— Start of Information provided —
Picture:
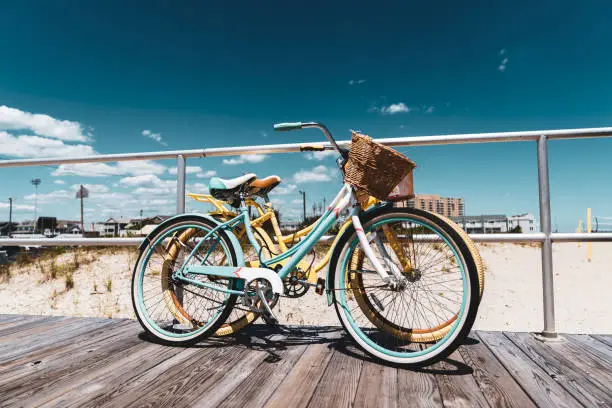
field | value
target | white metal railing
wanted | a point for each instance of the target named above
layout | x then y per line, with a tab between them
545	237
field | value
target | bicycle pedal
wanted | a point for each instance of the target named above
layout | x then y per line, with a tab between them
270	320
320	286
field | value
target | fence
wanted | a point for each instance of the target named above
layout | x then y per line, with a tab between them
545	237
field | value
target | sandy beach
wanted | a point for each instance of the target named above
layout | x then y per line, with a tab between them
512	297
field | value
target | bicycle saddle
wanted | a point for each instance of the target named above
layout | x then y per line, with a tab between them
264	186
229	189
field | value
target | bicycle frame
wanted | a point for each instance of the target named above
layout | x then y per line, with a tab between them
282	240
341	202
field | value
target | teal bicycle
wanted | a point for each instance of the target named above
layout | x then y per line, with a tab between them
394	272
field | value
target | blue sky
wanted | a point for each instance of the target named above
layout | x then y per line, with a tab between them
91	77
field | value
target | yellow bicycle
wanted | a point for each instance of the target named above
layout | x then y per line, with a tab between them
306	274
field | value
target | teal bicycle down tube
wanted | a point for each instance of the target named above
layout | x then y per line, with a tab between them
306	245
291	251
224	225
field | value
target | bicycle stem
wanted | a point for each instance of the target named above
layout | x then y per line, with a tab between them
328	135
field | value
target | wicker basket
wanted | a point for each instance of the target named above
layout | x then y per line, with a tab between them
378	170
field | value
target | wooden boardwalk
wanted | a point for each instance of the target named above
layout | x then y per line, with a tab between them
66	362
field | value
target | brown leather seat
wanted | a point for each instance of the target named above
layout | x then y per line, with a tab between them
265	185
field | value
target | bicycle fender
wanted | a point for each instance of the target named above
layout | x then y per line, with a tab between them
366	216
195	216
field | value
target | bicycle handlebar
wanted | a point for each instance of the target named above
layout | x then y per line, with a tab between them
285	127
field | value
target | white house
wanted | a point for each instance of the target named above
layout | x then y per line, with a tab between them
526	221
491	224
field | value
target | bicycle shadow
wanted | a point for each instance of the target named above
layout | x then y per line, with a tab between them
272	339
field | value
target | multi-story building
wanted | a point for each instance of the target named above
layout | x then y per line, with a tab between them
446	206
489	224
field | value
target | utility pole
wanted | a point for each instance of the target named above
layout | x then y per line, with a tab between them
10	216
82	193
35	182
303	193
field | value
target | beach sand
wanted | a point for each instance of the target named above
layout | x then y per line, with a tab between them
512	297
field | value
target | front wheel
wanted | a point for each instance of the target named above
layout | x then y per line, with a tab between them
438	287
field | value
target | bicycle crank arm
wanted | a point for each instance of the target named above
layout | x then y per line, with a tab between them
245	273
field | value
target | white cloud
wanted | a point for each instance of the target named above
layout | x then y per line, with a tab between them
42	125
102	169
52	197
206	174
92	188
140	180
156	187
198	188
36	146
283	190
18	207
504	61
154	136
394	108
319	173
321	155
188	170
246	158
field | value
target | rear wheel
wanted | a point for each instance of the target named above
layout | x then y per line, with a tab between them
174	311
426	314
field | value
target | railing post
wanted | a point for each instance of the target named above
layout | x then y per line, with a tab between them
180	208
180	184
545	226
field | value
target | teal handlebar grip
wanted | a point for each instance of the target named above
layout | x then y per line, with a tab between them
285	127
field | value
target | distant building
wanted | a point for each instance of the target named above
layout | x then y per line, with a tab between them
526	221
69	227
111	227
446	206
496	223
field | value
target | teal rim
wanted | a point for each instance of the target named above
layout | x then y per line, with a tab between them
141	278
343	302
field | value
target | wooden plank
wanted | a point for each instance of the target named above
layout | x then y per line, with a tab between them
567	373
496	384
457	386
161	385
338	384
220	385
56	353
141	357
606	339
59	334
542	389
9	319
593	358
418	389
256	389
10	331
304	376
377	386
74	369
158	382
593	345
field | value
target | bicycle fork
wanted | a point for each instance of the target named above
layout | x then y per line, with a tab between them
389	273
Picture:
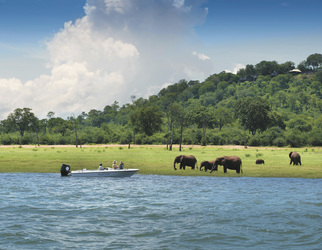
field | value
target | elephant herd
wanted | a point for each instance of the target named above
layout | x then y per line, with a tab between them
228	162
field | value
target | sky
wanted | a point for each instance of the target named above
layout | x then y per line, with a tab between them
72	56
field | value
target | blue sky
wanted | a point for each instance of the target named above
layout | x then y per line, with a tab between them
69	56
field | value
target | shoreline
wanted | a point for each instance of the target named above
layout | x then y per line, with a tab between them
174	146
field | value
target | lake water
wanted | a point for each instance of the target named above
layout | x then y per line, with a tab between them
46	211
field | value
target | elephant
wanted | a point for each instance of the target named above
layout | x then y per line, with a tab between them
207	165
230	162
295	158
260	161
185	160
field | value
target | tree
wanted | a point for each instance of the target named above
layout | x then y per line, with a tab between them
149	119
314	61
22	120
175	113
223	116
74	124
253	113
204	118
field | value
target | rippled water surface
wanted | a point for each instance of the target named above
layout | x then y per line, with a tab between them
46	211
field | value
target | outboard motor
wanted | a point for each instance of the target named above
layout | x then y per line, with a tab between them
65	170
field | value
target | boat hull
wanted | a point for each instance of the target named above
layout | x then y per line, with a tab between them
104	173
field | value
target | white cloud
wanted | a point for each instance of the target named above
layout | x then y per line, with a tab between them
201	56
119	48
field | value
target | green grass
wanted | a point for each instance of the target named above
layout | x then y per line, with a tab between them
157	160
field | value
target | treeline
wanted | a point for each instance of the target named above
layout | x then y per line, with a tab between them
267	104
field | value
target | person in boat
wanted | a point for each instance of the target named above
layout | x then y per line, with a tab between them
114	166
121	166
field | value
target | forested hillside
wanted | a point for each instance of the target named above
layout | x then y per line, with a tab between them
267	104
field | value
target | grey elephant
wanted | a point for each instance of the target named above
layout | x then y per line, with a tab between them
295	158
228	162
260	161
208	165
185	160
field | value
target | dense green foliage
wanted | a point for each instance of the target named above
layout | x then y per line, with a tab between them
263	104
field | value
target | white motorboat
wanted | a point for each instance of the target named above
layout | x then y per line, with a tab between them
107	172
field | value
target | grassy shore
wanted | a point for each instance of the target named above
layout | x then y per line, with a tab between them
158	160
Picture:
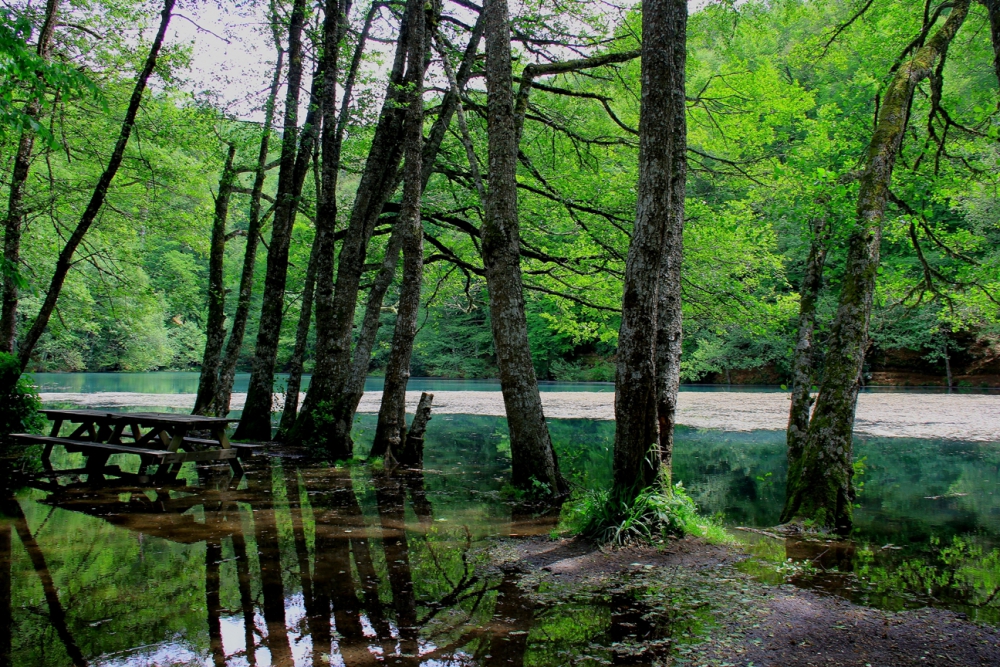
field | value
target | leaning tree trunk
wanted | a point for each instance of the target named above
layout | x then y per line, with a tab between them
255	423
668	298
390	431
532	455
325	419
803	362
824	492
652	252
351	392
65	259
15	201
227	368
215	329
294	384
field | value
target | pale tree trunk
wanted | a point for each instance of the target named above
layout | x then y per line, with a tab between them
255	423
654	251
668	298
215	326
803	361
294	384
15	202
532	456
823	493
371	322
327	413
227	368
390	431
65	259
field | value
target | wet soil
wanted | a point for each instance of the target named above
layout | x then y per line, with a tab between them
753	623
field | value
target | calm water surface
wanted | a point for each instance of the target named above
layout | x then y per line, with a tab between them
178	382
307	565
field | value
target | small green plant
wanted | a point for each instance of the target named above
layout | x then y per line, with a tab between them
655	514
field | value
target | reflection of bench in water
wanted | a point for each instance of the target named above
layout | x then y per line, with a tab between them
166	514
160	439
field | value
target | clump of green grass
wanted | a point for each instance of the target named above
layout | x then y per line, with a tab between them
656	514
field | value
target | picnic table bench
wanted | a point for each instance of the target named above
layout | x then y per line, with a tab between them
158	438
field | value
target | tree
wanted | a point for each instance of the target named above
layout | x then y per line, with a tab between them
532	457
18	183
390	432
255	424
821	487
65	260
215	325
645	394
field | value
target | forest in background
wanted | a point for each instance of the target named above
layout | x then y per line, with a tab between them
780	110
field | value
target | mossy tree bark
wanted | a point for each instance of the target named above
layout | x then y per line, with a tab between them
803	362
292	387
823	491
338	381
654	254
215	324
234	346
325	419
255	424
668	298
532	456
65	260
14	222
390	431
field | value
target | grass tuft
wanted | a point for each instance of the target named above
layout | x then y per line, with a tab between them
656	514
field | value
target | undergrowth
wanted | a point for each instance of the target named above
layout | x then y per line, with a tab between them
657	514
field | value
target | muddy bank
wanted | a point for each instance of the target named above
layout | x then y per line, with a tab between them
688	604
950	416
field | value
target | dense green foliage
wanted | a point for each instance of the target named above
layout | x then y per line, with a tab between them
780	111
19	409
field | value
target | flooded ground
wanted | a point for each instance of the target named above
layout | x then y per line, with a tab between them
299	564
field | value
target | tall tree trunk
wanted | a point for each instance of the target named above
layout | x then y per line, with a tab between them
390	432
532	455
653	256
65	260
803	362
323	420
215	326
291	409
824	490
227	368
668	299
15	202
255	423
338	381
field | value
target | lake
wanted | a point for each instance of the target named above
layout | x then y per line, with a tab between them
302	564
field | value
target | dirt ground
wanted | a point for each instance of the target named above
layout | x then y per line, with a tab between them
973	417
779	626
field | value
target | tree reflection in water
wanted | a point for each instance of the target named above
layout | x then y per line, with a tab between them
292	565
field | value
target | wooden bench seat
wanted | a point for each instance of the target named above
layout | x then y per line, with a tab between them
215	443
81	445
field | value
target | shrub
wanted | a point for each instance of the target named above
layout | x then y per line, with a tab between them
20	403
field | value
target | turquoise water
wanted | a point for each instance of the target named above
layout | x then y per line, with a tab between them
177	382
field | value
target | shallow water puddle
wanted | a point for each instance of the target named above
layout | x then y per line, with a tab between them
308	565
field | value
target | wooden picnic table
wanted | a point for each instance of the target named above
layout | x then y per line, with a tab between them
158	438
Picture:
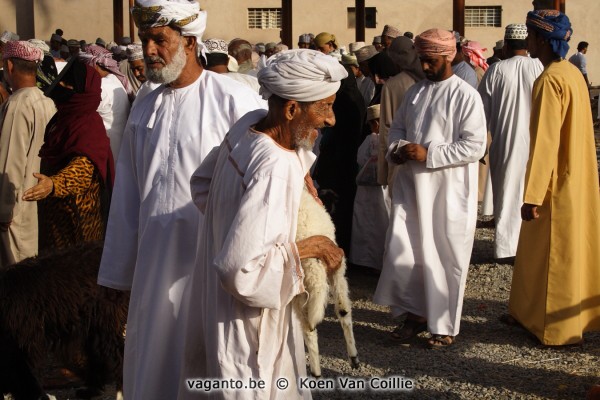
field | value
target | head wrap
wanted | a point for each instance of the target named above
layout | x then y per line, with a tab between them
474	51
515	32
403	54
355	46
184	14
554	26
348	59
436	42
304	38
8	36
391	31
373	112
40	44
96	55
324	37
216	45
364	53
134	52
22	50
301	74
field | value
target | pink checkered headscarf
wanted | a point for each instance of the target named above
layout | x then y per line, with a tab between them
23	50
97	55
474	51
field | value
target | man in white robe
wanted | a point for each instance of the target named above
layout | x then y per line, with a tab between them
23	121
241	321
436	138
506	93
153	226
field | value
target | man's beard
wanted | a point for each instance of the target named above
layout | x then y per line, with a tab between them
170	72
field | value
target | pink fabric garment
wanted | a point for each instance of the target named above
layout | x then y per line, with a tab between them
474	51
23	50
97	55
436	42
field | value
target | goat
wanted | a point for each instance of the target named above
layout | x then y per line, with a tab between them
313	219
53	304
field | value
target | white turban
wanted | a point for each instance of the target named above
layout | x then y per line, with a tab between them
302	75
184	14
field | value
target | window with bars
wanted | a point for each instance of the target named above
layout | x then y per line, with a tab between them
264	18
483	16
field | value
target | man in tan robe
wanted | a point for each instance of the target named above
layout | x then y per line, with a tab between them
23	120
556	281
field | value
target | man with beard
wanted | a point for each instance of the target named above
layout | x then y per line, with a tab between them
153	226
436	138
241	323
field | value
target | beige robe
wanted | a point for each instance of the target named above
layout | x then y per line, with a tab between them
556	281
23	120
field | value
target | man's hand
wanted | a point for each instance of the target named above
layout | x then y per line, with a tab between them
41	190
324	249
414	151
529	212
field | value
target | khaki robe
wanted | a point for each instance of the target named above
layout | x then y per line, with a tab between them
23	120
556	281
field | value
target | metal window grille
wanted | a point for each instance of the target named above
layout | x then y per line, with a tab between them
264	18
483	16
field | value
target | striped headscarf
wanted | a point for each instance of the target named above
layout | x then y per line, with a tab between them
553	26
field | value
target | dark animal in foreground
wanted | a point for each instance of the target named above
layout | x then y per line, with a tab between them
52	304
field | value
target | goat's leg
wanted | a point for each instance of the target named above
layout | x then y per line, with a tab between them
343	310
311	341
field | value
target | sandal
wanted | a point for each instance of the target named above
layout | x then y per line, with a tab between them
408	330
440	341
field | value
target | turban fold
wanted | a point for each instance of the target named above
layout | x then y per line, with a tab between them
— End of Information provided —
▸ Goal:
Find every line in the records above that contains the word "headscarf" and copy each one out in full, matching case exactly.

▸ Exercise answer:
target | pink checkered headscarf
target | striped headscarf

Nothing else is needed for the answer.